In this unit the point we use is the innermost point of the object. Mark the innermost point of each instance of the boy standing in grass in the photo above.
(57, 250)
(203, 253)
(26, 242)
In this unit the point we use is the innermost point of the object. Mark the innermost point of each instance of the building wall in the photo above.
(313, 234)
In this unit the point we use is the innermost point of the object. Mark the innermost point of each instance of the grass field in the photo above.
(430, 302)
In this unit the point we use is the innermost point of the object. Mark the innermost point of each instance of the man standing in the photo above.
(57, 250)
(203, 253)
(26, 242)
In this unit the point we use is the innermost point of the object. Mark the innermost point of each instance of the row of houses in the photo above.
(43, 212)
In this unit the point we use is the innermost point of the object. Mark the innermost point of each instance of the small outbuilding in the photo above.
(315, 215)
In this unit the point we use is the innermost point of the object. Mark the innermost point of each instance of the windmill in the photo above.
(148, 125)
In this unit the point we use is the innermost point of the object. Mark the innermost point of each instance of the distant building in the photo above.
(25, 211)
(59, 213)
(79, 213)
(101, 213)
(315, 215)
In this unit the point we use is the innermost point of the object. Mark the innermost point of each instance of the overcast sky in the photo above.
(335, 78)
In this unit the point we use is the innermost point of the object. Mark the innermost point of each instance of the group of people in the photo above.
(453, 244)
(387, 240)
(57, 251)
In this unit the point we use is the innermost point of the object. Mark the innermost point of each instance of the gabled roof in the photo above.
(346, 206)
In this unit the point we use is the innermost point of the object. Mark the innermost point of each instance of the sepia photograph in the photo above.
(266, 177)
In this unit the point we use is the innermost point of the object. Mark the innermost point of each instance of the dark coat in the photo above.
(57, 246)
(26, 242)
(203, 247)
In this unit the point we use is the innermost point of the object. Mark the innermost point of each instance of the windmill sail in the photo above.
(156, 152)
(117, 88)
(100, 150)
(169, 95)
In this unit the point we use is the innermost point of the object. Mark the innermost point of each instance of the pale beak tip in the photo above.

- **Exercise brief**: Retype all the material exactly, missing nothing.

- **Your solution**:
In this unit the point we use is the innermost point of the object. Mark the innermost point of each instance of the boy standing in grass in the photo above.
(57, 250)
(203, 253)
(26, 242)
In this unit the point we use is the innermost point of the object. Mark the innermost point of each instance of the building wall in the photo above.
(313, 234)
In this unit the point we use is the innermost point of the object. Mark the innermost point of each instance of the grass field in the photo above.
(430, 302)
In this unit the point we use is the innermost point of the object. Mark the innermost point of each instance of the man standing in the photo above.
(57, 250)
(203, 253)
(26, 242)
In this unit the point we use is the innermost point of the object. Mark the innermost point of each instance of the row of houses in the photo above.
(43, 212)
In this unit the point we use is the innermost point of the object. Mark the innermost point of each instance of the small outbuilding in the photo above.
(315, 215)
In this unit the point we use is the innermost point of the object. Mark the innermost point of each instance of the windmill in the photo above.
(148, 125)
In this unit the point we use is the innermost point of the object. Mark the innermost point of each instance of the distant building in the photo above.
(25, 211)
(59, 213)
(79, 213)
(101, 213)
(315, 215)
In this unit the point we use is the innermost point of the object. Mark the innermost point of each instance of the overcast sky in the photo above.
(335, 78)
In this unit the point we use is the innermost point of the object. Mark the innermost point of each instance of the group of people in the photo above.
(453, 244)
(387, 240)
(57, 251)
In this unit the point we use is the innermost point of the object. Mark the innermost point of each instance of the gabled roof in the photo above.
(346, 206)
In this unit the point we use is the innermost point of the object. Mark the innermost point of each instance of the sepia photograph in the photo above.
(266, 177)
In this unit the point we use is the innermost point of the object. Mark the innermost point of each instance of the dark coat in the photo above.
(57, 246)
(26, 242)
(203, 247)
In this unit the point we use is the innermost point of the object. Mark the innermost point of each instance of the windmill sail in the photo above.
(156, 152)
(117, 88)
(100, 150)
(169, 95)
In this unit the point we use is the innermost point of the object. Mark the innermost point of each instance of the pale beak tip in the photo above.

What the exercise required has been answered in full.